REQUIRED WORK: Could you lay out every line of the entries below as a Markdown table with the columns Row and Text, numbering the rows and skipping blank lines? Leave the pictures out of your answer.

DATA PROVIDED:

-- Start --

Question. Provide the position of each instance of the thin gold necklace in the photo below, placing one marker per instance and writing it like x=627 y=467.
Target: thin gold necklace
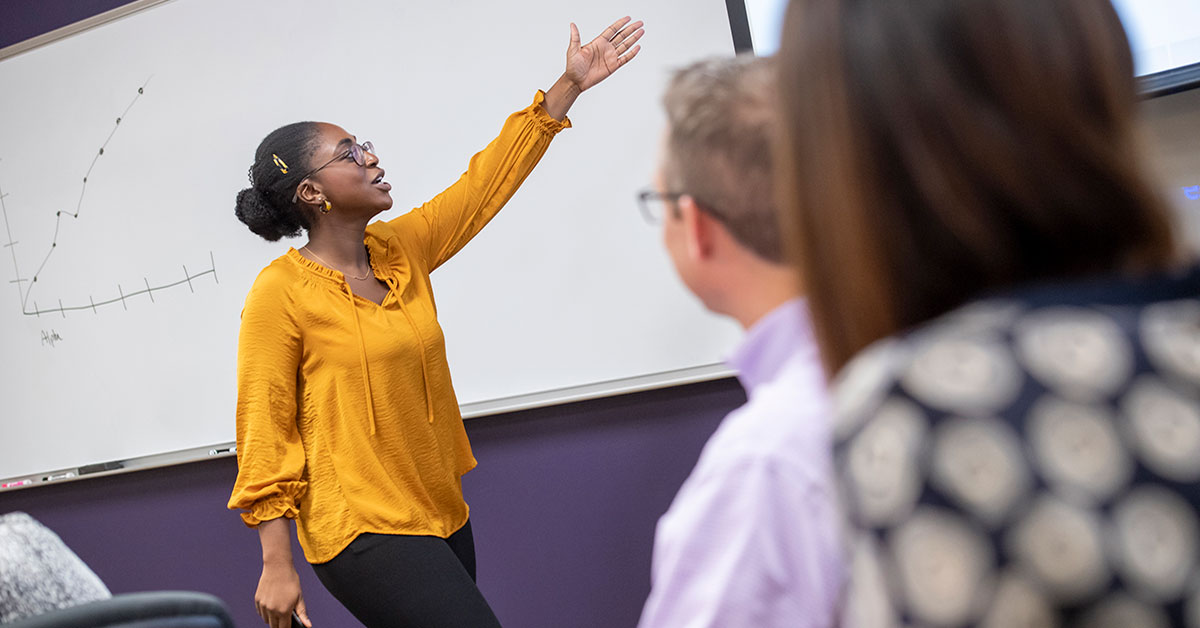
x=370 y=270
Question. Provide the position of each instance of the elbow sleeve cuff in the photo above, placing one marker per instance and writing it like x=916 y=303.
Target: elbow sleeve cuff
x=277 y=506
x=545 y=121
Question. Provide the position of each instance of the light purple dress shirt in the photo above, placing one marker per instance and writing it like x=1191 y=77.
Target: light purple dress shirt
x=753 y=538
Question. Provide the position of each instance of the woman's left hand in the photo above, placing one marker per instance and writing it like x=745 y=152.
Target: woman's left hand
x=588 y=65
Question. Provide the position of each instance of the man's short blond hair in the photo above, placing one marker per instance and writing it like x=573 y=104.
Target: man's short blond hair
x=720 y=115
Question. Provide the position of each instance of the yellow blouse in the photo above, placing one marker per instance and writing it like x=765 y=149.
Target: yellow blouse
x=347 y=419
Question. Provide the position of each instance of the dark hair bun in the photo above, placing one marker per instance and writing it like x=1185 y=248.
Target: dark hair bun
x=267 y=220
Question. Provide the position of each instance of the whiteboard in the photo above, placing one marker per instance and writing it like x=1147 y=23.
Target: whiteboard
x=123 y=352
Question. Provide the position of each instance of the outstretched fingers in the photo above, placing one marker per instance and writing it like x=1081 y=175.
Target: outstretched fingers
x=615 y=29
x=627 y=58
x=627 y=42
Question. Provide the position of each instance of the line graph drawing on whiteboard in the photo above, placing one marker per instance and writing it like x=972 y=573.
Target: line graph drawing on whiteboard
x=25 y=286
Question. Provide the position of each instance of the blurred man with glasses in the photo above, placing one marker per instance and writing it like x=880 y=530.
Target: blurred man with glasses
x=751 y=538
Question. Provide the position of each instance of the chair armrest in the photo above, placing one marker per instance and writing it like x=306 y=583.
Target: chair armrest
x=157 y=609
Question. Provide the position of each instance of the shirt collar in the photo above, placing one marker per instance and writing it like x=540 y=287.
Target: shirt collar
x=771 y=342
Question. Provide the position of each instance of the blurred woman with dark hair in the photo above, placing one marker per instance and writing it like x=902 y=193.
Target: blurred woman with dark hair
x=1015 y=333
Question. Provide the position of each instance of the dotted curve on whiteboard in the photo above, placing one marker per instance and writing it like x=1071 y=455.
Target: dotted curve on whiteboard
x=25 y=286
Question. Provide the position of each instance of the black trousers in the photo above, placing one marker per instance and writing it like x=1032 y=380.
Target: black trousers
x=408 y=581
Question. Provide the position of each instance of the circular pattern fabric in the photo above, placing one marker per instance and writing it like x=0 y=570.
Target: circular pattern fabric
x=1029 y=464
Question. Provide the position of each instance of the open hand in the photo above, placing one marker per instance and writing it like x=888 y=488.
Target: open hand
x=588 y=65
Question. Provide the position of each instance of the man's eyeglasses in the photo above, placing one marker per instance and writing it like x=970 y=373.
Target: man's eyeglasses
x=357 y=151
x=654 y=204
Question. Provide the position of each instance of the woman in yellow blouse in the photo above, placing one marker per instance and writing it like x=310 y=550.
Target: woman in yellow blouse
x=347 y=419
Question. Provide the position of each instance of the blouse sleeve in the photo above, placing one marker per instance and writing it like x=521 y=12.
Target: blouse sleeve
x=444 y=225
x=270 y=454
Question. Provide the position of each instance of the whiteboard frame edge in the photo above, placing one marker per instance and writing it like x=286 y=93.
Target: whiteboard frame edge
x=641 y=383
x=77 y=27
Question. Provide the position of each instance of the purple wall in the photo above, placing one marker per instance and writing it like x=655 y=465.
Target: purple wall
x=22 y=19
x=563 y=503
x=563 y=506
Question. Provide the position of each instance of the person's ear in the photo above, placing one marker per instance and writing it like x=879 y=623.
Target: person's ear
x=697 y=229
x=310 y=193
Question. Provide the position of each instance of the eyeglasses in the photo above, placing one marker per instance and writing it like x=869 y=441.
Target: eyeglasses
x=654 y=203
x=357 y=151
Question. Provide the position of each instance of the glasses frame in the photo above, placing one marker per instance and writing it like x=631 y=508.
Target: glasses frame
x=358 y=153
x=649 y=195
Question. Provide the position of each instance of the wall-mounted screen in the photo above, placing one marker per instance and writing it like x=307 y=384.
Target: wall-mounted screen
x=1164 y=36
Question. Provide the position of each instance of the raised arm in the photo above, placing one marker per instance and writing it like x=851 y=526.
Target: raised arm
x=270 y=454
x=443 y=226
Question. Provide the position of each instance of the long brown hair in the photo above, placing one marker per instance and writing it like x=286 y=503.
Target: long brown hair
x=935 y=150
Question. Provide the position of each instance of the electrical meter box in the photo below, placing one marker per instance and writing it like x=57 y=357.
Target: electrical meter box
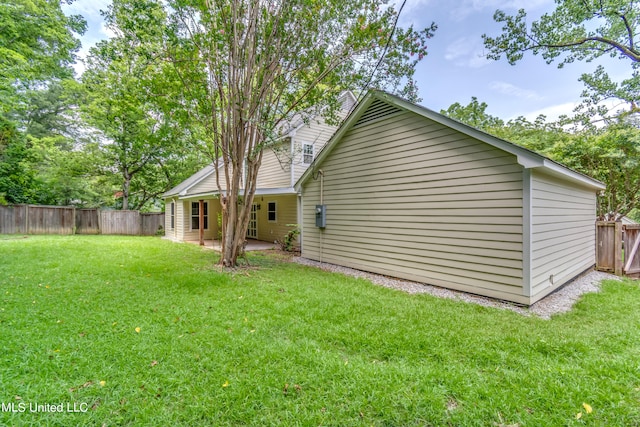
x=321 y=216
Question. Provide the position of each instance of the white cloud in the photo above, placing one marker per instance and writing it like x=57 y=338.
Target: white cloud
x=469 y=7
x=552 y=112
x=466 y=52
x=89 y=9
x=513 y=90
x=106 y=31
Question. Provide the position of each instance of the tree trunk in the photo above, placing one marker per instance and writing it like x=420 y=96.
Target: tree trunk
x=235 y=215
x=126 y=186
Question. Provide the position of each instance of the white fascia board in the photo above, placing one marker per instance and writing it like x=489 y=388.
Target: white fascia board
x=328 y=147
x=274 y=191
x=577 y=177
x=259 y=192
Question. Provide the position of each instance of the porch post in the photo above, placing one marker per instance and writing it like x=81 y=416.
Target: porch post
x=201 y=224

-- End --

FINAL RESULT:
| Row | Text |
|---|---|
| 1 | Question. Provide the position of each instance of the thin gold necklace in the photo below, placing one marker per instance and writing it like x=627 y=467. |
| 2 | Target: thin gold necklace |
| 3 | x=370 y=270 |
| 4 | Question. Provide the position of each instance of the elbow sleeve cuff in the photo above, placing one marker per instance and writing it like x=916 y=303. |
| 5 | Target: elbow sleeve cuff |
| 6 | x=277 y=506 |
| 7 | x=545 y=121 |
| 8 | Question. Provide the position of each instance of the light purple dress shirt in the photo above, placing one marker per instance and writing it like x=1191 y=77. |
| 9 | Target: light purple dress shirt |
| 10 | x=753 y=538 |
| 11 | Question. Provide the position of each instance of the woman's left hand in the photo above, placing one marker per instance and writing it like x=745 y=152. |
| 12 | Target: woman's left hand |
| 13 | x=588 y=65 |
| 14 | Question. Provide the position of each instance of the man's short blond hair in the photo above, placing one marker per instance and writing it like x=573 y=104. |
| 15 | Target: man's short blond hair |
| 16 | x=720 y=115 |
| 17 | Question. Provide the position of each instance of the yellow blouse in the photo above, placing one marker per instance and writing it like x=765 y=149. |
| 18 | Target: yellow blouse |
| 19 | x=347 y=419 |
| 20 | Question. Provide the position of each instance of the dark hair bun in the photo above, placing one marker per instance and writing it like x=1185 y=248. |
| 21 | Target: dark hair bun |
| 22 | x=267 y=220 |
| 23 | Question. Provide the position of each instance of the whiteboard in the photo above, placing one marker per instance and writing it like x=1147 y=23. |
| 24 | Target: whiteboard |
| 25 | x=123 y=352 |
| 26 | Question. Provide the position of each instance of the outstretched fingers in the photo above, placing one marker per instance and writing it like x=1081 y=175. |
| 27 | Target: outstretched fingers |
| 28 | x=615 y=29 |
| 29 | x=627 y=58 |
| 30 | x=627 y=42 |
| 31 | Question. Provide the position of each instance of the line graph drawing on whiteboard in the photo above, placing one marker per instance and writing it like x=972 y=573. |
| 32 | Target: line graph drawing on whiteboard |
| 33 | x=25 y=286 |
| 34 | Question. Provide the position of each instance of the blurred man with glasses in the photo above, placing one marker per instance and writing it like x=880 y=530. |
| 35 | Target: blurred man with glasses |
| 36 | x=751 y=538 |
| 37 | Question. Provide the position of each instance of the chair armrest in the photo above, placing one marker per instance and writing it like x=306 y=583. |
| 38 | Target: chair armrest |
| 39 | x=157 y=609 |
| 40 | Question. Provide the position of each instance of the shirt collar in the photo above, placing one marker per instance and writing it like x=540 y=287. |
| 41 | Target: shirt collar |
| 42 | x=771 y=342 |
| 43 | Question. Provide the position of each instance of the blurred woman with dark hair in the photo above, placing one marker per instance and writing it like x=902 y=193. |
| 44 | Target: blurred woman with dark hair |
| 45 | x=1015 y=333 |
| 46 | Question. Provide the position of each instance of the dotted curve on whiteboard in the photo above, placing one marker per instance and writing it like x=1071 y=455. |
| 47 | Target: dotted curve on whiteboard |
| 48 | x=25 y=286 |
| 49 | Question. Provide the position of each instance of the black trousers in the photo above, placing one marker per instance and writing it like x=1032 y=380. |
| 50 | Target: black trousers |
| 51 | x=408 y=581 |
| 52 | Question. Provide the position of each instance of the circular pattern fabric in the photo above, placing one marker per instance and writing it like x=0 y=570. |
| 53 | Target: circular pattern fabric |
| 54 | x=1029 y=464 |
| 55 | Question. Provide the position of each instance of the open hand in the photo above, placing one marker per instance and writing it like x=888 y=488. |
| 56 | Target: open hand |
| 57 | x=588 y=65 |
| 58 | Question. Provide the position of each instance of the man's eyeglasses in the photo above, placing one marker per instance and writing it like x=970 y=373. |
| 59 | Target: man's eyeglasses |
| 60 | x=357 y=151 |
| 61 | x=654 y=204 |
| 62 | Question. Provide the position of each instance of the woman in yellow blouse in the photo above, placing one marker per instance and writing it like x=310 y=550. |
| 63 | Target: woman in yellow blouse |
| 64 | x=347 y=419 |
| 65 | Question. Provide the position of each instance of the blouse sleeve in the photo above, placing one marker per instance and writing it like x=521 y=12. |
| 66 | Target: blouse sleeve |
| 67 | x=444 y=225 |
| 68 | x=270 y=454 |
| 69 | Question. Provide the position of each instance of the whiteboard frame edge in the photo above, placing one marker per instance and writing it like x=286 y=93. |
| 70 | Target: whiteboard frame edge |
| 71 | x=641 y=383 |
| 72 | x=77 y=27 |
| 73 | Question. Provide the position of each instance of the purple wall in the photo above, placing one marker per instance and writing it like x=655 y=465. |
| 74 | Target: purple wall |
| 75 | x=22 y=19 |
| 76 | x=563 y=503 |
| 77 | x=563 y=506 |
| 78 | Question. Provide the position of each instance of the person's ear in the photo above, placing one marker per instance and writing it like x=879 y=623. |
| 79 | Target: person's ear |
| 80 | x=697 y=229 |
| 81 | x=310 y=193 |
| 82 | Question. Provide the position of each instance of the eyeglasses in the photo above, placing one marker per instance and writing it like x=869 y=441. |
| 83 | Target: eyeglasses |
| 84 | x=654 y=203 |
| 85 | x=357 y=151 |
| 86 | Question. Provide the position of each instance of the glasses frame in the photo above, placing one marker per instance and writing it like x=631 y=508. |
| 87 | Target: glasses frame |
| 88 | x=358 y=153 |
| 89 | x=649 y=195 |
| 90 | Question. Provide the position of each instance of the wall-mounted screen in the photo above, placing one marker per instance and writing it like x=307 y=384. |
| 91 | Target: wall-mounted screen |
| 92 | x=1164 y=36 |
| 93 | Question. Provide the position of each instance of the raised arm in the photo above, placing one marker per instance and writing it like x=851 y=526. |
| 94 | Target: raised arm |
| 95 | x=270 y=454 |
| 96 | x=443 y=226 |
| 97 | Question. Provide the position of each instance of the long brown hair in the photo above, placing one marker per instance and writing it like x=286 y=503. |
| 98 | Target: long brown hair |
| 99 | x=935 y=150 |
| 100 | Question. Provide the position of each instance of the electrical meter box in the photo below, placing one marker per instance and writing it like x=57 y=357. |
| 101 | Target: electrical meter box |
| 102 | x=321 y=216 |
| 103 | Question. Provide the position of each instance of the white cloud in the photo above, placing one marker per instance and writing it like x=57 y=338. |
| 104 | Target: white cloud |
| 105 | x=469 y=7 |
| 106 | x=552 y=112 |
| 107 | x=466 y=52 |
| 108 | x=89 y=9 |
| 109 | x=513 y=90 |
| 110 | x=106 y=31 |
| 111 | Question. Provide the position of each instance of the tree trunk in the photo above, placing one marker per instance and writing it like x=420 y=96. |
| 112 | Target: tree trunk |
| 113 | x=235 y=215 |
| 114 | x=126 y=186 |
| 115 | Question. Provide the position of each instance of the white fascia board in the photo above, placing one marker per instance and writing it like x=489 y=388. |
| 116 | Target: white fascia board |
| 117 | x=328 y=147 |
| 118 | x=274 y=191 |
| 119 | x=577 y=177 |
| 120 | x=259 y=192 |
| 121 | Question. Provide the position of each instance of the porch post in the photo above, placing one marker per instance and writing it like x=81 y=416. |
| 122 | Target: porch post |
| 123 | x=201 y=224 |